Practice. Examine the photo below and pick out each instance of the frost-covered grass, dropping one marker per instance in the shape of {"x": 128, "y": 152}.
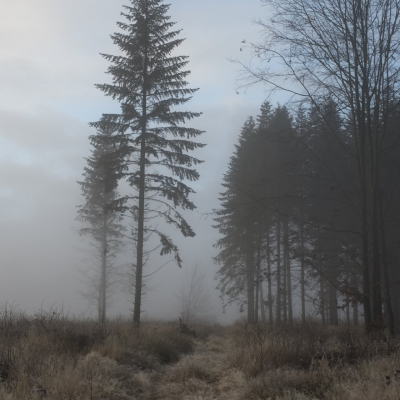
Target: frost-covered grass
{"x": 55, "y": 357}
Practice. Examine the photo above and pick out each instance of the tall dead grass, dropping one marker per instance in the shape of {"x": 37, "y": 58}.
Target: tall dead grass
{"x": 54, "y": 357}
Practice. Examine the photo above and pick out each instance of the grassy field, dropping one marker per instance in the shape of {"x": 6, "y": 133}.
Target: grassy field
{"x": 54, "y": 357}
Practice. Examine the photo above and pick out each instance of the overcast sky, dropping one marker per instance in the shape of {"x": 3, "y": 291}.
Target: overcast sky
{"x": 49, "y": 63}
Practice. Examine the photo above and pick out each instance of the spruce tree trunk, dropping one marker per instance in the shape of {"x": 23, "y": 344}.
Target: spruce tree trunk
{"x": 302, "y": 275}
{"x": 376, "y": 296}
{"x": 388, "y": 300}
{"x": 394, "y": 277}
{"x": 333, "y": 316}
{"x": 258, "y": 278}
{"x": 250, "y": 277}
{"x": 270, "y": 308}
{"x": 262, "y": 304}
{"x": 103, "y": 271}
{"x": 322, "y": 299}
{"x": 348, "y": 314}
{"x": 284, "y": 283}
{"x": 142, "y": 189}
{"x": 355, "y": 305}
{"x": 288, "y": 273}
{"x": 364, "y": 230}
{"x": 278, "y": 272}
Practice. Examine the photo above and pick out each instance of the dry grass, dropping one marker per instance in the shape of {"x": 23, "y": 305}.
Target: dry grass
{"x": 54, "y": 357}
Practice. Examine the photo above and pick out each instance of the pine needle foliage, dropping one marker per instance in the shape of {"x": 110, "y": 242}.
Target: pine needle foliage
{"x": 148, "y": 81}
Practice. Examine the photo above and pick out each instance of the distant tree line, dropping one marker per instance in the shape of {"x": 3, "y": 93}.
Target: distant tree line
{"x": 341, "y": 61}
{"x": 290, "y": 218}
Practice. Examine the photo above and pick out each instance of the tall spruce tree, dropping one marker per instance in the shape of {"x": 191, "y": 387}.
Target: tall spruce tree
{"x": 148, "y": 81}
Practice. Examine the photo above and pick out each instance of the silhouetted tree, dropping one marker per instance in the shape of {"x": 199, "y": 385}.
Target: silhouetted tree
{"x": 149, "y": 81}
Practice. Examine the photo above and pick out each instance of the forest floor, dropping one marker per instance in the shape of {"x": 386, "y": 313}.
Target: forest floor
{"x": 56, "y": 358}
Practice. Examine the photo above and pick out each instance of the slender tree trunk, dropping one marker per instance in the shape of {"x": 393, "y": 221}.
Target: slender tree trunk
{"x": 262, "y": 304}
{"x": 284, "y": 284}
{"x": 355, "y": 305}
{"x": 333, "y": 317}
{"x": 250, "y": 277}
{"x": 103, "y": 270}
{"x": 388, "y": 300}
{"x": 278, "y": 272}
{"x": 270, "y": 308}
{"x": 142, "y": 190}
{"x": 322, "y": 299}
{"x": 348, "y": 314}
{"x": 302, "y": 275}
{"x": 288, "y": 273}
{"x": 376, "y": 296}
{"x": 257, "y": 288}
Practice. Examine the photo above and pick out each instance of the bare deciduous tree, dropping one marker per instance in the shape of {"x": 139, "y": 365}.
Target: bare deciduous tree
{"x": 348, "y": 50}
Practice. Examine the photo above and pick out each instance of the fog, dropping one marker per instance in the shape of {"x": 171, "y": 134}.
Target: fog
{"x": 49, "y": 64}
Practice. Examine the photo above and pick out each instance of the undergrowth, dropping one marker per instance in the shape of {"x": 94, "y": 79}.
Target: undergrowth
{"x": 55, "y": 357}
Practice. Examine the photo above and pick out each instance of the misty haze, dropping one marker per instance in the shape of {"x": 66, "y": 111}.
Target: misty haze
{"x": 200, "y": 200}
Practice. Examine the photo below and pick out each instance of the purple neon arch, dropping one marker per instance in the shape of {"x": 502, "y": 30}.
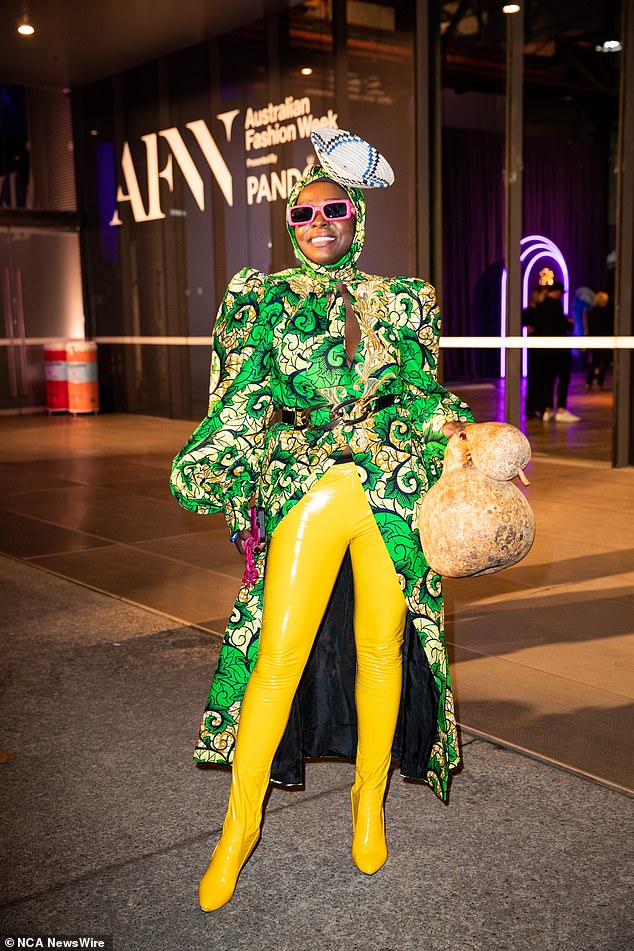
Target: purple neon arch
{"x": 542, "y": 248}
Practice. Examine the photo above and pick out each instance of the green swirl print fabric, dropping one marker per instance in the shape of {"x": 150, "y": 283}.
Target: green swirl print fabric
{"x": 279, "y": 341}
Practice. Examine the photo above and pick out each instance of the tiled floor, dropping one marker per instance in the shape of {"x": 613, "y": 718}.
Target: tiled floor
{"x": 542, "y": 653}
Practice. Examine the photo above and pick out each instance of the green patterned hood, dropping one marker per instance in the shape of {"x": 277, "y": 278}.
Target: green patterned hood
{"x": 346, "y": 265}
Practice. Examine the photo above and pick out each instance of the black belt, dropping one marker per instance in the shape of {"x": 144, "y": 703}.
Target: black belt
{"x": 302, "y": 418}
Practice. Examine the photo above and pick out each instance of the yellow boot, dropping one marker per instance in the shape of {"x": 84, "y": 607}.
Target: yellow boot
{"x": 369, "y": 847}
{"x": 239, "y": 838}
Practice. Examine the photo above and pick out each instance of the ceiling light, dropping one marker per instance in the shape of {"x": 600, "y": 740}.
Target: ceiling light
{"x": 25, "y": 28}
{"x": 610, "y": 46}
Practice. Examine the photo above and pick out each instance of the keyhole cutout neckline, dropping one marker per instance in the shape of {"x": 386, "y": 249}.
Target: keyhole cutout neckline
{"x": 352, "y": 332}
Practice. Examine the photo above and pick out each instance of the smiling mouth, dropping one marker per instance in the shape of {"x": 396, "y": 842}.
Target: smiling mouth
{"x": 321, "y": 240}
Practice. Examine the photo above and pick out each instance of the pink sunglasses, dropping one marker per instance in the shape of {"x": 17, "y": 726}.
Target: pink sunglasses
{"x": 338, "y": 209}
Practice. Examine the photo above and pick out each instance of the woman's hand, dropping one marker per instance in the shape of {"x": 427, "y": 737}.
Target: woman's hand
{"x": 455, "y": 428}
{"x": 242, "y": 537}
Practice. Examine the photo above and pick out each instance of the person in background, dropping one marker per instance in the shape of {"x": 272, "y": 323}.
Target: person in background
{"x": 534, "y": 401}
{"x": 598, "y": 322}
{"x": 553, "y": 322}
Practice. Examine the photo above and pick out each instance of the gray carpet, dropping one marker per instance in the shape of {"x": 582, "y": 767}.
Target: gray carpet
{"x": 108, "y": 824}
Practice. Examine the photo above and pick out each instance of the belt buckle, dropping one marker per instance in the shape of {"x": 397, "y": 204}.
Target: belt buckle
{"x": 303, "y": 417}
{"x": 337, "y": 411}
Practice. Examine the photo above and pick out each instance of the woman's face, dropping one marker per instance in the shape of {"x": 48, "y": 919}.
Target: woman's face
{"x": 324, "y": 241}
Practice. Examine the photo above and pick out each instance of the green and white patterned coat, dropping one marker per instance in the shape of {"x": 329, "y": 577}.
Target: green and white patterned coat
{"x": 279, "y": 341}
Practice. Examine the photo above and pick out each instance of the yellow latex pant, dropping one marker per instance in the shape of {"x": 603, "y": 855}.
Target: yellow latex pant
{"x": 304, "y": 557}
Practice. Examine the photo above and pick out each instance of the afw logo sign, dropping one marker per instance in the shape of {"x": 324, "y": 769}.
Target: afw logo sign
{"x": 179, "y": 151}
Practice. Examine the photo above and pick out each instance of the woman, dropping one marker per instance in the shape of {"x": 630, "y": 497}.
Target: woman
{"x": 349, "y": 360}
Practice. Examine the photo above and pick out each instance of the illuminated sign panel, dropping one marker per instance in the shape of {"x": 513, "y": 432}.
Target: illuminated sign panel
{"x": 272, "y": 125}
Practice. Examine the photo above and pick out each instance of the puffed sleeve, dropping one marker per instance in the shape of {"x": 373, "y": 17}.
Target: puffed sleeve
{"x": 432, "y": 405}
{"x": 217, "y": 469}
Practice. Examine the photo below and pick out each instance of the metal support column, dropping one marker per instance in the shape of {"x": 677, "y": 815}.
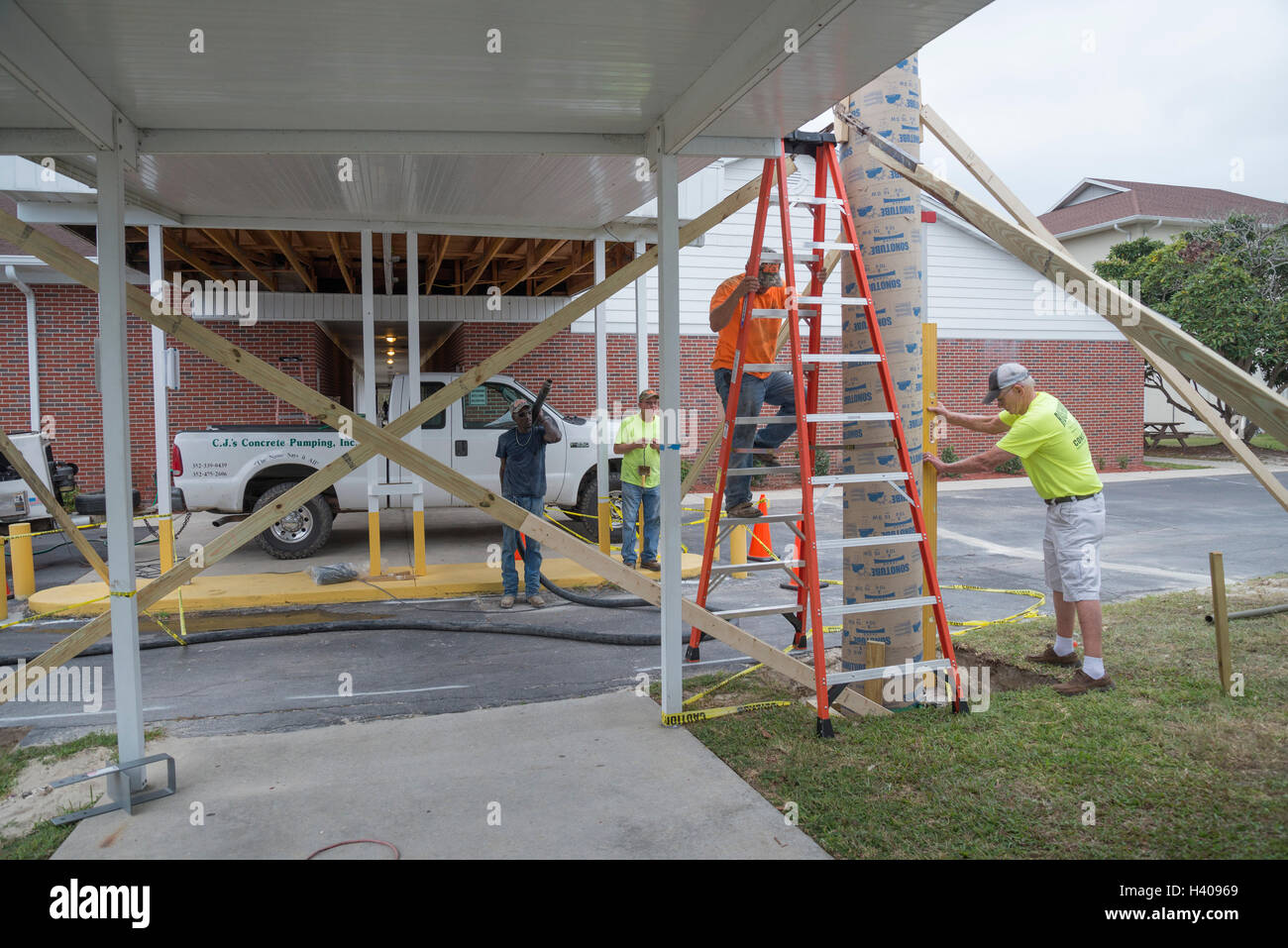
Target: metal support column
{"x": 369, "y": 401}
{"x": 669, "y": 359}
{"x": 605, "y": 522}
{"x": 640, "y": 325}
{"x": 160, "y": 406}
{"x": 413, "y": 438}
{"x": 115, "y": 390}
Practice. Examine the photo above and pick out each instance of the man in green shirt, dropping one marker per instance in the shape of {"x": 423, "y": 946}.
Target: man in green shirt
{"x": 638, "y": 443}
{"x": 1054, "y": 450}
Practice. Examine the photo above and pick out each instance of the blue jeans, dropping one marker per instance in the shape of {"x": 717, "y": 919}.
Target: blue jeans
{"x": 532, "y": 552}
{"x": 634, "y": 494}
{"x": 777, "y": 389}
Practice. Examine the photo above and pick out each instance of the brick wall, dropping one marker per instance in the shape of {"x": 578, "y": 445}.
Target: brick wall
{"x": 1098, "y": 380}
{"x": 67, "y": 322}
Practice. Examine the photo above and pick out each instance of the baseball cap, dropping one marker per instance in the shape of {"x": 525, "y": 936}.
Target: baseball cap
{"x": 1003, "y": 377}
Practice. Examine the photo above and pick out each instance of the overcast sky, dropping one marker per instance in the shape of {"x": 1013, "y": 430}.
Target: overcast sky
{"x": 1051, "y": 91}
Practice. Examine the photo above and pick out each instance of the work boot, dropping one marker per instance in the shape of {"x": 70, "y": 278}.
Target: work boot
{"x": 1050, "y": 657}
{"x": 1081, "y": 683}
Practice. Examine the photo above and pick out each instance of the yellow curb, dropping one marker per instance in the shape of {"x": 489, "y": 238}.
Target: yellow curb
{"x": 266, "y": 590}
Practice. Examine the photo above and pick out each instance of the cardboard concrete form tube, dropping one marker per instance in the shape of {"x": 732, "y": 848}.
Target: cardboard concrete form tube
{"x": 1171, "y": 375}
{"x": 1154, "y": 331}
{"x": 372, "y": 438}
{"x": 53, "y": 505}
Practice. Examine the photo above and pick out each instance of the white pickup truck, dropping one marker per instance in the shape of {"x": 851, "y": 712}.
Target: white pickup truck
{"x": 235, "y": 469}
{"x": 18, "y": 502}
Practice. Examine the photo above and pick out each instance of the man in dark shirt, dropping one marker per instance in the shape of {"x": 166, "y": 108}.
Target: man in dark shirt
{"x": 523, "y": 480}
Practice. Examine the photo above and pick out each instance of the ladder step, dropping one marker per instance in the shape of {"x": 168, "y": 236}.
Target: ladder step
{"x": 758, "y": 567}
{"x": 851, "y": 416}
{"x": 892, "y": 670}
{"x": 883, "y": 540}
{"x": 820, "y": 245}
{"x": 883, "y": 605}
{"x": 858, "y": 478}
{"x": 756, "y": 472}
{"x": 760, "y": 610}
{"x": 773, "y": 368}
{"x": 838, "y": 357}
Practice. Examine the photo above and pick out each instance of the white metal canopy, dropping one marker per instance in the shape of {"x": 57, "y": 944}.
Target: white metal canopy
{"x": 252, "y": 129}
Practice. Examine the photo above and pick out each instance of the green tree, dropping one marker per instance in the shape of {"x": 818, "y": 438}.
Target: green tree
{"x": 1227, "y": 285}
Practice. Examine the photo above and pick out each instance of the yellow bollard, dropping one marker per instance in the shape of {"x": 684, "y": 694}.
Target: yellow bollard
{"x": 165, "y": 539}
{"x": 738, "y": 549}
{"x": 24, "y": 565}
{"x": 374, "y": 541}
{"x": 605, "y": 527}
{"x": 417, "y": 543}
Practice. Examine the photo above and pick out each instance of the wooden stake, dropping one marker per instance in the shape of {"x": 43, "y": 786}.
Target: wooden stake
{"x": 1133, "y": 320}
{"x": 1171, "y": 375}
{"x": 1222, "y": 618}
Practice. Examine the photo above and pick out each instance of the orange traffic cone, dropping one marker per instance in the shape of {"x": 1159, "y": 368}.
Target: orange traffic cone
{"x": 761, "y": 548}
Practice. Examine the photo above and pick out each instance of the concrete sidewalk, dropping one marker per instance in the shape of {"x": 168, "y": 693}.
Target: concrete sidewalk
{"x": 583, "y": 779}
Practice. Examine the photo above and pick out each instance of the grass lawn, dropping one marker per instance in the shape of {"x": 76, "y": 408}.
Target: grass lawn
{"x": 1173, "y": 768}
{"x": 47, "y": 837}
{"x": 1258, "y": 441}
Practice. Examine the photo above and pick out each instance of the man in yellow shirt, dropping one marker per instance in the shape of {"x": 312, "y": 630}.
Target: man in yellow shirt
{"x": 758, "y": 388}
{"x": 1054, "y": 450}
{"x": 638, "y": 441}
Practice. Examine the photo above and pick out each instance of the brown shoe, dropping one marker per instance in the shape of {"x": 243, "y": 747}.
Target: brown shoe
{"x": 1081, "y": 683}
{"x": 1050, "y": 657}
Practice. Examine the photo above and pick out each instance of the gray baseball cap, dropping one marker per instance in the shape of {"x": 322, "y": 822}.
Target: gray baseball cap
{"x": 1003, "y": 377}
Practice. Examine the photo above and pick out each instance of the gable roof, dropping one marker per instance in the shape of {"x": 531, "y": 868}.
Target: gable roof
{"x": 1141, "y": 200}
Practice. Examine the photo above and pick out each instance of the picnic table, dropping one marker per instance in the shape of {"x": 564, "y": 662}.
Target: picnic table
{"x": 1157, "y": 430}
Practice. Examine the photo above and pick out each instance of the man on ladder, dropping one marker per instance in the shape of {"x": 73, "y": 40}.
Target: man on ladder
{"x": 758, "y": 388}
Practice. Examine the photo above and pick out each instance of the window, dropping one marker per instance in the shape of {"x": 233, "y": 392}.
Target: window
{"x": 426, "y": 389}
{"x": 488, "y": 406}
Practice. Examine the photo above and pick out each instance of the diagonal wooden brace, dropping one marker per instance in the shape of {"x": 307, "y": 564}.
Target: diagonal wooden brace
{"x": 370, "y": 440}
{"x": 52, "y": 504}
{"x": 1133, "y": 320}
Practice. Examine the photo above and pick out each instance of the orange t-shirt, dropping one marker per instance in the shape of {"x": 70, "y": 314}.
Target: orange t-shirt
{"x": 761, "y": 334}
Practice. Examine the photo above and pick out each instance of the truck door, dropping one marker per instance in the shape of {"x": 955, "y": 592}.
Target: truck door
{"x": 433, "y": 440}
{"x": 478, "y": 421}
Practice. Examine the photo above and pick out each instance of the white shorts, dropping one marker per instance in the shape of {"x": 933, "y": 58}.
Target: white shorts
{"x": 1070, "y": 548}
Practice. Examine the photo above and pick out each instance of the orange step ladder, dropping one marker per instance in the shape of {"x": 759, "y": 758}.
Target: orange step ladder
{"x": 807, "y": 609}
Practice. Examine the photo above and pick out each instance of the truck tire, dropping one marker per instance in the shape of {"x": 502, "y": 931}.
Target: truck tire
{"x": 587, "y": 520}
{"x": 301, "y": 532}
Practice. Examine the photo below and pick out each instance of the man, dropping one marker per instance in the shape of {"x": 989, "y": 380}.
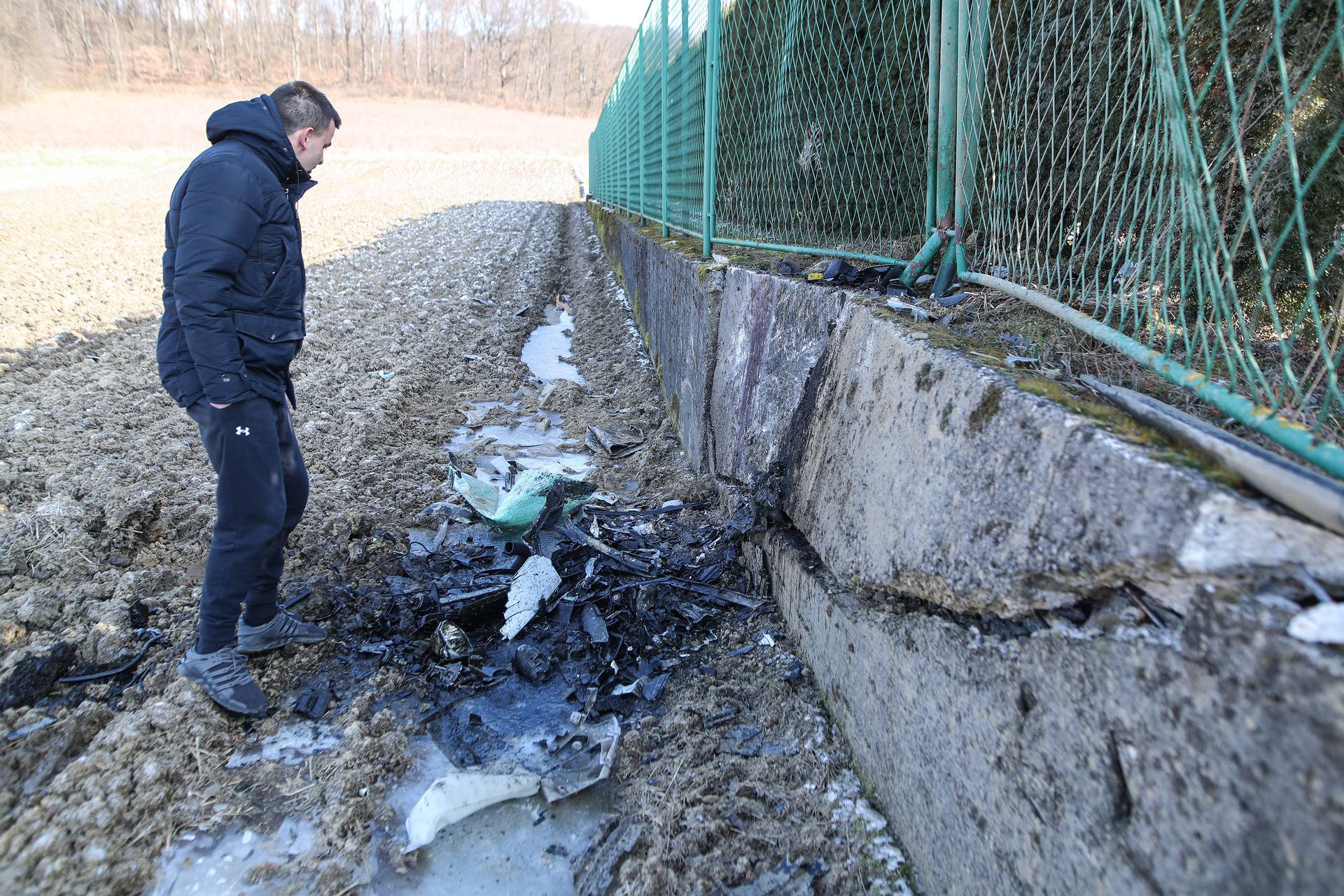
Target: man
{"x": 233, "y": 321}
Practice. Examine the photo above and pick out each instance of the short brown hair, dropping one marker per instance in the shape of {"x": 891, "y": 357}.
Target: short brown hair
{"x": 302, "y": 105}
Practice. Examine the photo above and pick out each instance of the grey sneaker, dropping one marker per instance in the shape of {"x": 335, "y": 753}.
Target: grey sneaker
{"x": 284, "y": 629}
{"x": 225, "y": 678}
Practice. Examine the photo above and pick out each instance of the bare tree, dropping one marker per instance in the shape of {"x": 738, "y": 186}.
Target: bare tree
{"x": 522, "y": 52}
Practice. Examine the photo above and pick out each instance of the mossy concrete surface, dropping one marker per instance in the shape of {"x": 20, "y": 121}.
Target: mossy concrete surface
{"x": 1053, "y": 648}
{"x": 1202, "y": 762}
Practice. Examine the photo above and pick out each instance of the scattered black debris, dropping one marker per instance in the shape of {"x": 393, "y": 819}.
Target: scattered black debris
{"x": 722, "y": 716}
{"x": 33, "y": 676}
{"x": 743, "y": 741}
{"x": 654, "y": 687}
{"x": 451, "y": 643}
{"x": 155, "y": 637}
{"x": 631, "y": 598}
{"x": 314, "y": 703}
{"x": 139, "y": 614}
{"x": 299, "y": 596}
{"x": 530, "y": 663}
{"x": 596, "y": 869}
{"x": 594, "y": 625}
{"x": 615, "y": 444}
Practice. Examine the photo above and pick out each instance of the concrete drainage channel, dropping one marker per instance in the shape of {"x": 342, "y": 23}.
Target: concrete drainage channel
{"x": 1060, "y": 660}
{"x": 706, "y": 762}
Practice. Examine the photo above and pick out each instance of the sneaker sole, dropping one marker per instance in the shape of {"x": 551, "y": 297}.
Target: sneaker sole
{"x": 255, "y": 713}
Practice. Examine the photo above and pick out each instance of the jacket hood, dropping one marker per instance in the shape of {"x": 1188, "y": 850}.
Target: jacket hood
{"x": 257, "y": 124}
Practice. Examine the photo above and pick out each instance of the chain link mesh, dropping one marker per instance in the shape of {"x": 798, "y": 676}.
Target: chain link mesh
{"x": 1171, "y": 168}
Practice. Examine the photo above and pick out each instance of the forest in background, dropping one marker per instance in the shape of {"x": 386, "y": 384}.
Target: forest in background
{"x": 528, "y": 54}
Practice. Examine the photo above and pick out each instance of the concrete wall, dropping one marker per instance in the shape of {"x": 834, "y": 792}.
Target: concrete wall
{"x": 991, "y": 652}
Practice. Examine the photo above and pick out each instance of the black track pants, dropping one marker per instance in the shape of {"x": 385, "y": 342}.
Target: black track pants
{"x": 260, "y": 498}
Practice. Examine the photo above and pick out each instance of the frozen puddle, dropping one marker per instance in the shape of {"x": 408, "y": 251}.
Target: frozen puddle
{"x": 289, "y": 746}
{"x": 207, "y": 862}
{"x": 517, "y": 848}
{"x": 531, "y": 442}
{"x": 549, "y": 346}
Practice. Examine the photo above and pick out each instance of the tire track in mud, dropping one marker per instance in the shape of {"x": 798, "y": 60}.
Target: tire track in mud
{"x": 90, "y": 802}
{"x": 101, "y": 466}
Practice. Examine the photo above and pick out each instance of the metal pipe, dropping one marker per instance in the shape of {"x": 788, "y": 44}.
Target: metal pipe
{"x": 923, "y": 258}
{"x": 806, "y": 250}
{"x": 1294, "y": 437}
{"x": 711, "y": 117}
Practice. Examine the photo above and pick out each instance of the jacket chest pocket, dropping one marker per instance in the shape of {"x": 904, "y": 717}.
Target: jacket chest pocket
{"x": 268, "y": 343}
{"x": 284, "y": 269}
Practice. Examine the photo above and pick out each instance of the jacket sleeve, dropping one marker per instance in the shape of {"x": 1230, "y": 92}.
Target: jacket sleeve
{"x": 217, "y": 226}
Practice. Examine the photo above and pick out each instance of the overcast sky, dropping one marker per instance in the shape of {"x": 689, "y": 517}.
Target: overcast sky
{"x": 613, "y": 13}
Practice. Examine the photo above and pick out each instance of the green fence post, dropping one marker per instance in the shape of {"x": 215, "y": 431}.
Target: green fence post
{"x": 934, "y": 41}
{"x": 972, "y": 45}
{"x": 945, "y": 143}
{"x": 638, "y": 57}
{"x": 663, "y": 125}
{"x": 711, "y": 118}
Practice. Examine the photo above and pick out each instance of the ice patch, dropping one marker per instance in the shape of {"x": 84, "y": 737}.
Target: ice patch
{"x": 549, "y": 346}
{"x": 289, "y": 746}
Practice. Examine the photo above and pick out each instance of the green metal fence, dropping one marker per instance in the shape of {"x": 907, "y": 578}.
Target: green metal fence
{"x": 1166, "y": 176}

Exercise aim -
In the entries above, find the line containing "metal pipe, dropping". Set down that line and every line after it through the last one, exactly and alone.

Result of the task -
Practice. Examine the photo above and pick out each instance of the metal pipe, dropping one marker per instance in the shape of {"x": 788, "y": 44}.
Target: metal pipe
{"x": 923, "y": 258}
{"x": 806, "y": 250}
{"x": 1294, "y": 437}
{"x": 711, "y": 117}
Practice. Examine the photo above and pick out each instance of the jacket chest pocket, dropping one marker per instance in the shape of {"x": 904, "y": 717}.
Target: jacket chest pocket
{"x": 268, "y": 343}
{"x": 284, "y": 269}
Practice. Examine the photo above and pick out each instance of the jacket sleeve, dropping one marker per instance in the shape of {"x": 1230, "y": 92}.
Target: jacket sleeve
{"x": 217, "y": 226}
Practice. Examine the photo above and pick out each instance of the overcast sky, dropping one marker per instance in the shape of {"x": 689, "y": 517}.
Target: overcast sky
{"x": 613, "y": 13}
Practice. Examine the photo above and pick out each instance of the green fence post, dropping one marker per instance in the shape of {"x": 215, "y": 431}.
Target: green fence post
{"x": 934, "y": 41}
{"x": 972, "y": 45}
{"x": 945, "y": 143}
{"x": 638, "y": 57}
{"x": 663, "y": 125}
{"x": 711, "y": 118}
Practice. Examine the photo above and pick out each instance of the ice patch, dropping one marker per instance in the shape of {"x": 84, "y": 737}.
Target: ice patch
{"x": 549, "y": 346}
{"x": 289, "y": 746}
Practice. Examine the photo above and pick out each instance of the green metal fence, dropping one marker per instance in the shape of {"x": 907, "y": 578}.
Target: green metal fence
{"x": 1166, "y": 176}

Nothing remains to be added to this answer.